*Task objective*.
In the page text on how HashMap is implemented internally, what is the array of buckets called?

--- Page text ---

How is Hash map in Java implemented internally?
Hash map was always a hot topic for discussion in any
professional group and in interview we must lean about Hash map before attending
any java interview.
Let try to understand about internal implementation of Hash
map in deep.
Basically maintains an
array of buckets. Each bucket is a linkedlist of key value pairs encapsulated
as Entry objects . This array of buckets is called table. Each node of the
linked list is an instance of a private class called Entry
transient Entry[] table;
An entry is a private static class inside HashMap which
implements Map.Entry
private static class Entry<K,V> implements
Map.Entry<K,V> {
final K key;
final int hash;
V value;
Entry<K,V> next;
}
Each entry object exists only for a particular key but
values may change (if same key is reinserted later with a different value)
- hence key is final while value is not
Each Entry object has a field called next which points to
the next Entry thus behaving like a singly linked list.
The hash field stores the hashed value of the key
constructor:
HashMap provides overloaded constructors with parameters for
initial capacity and load factor but typically no args constructor is the one
most frequently used
default values of these fields are :
initial capacity : 1 << 4 (ie 16)

--- Records ---

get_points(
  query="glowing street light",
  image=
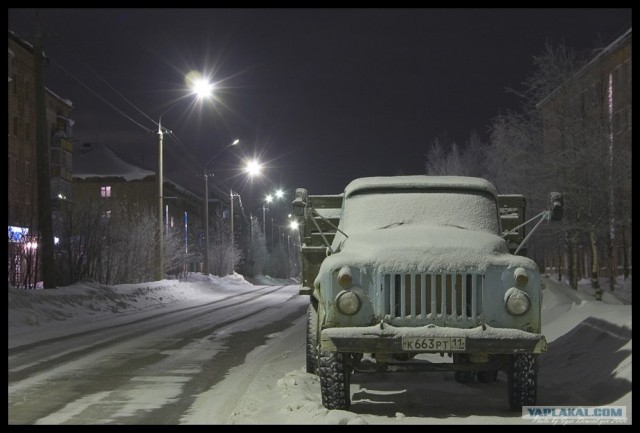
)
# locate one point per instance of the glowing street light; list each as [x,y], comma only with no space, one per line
[253,167]
[201,89]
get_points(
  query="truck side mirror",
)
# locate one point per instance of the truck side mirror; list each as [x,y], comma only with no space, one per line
[556,202]
[300,202]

---

*Problem solution*.
The array of buckets is called table.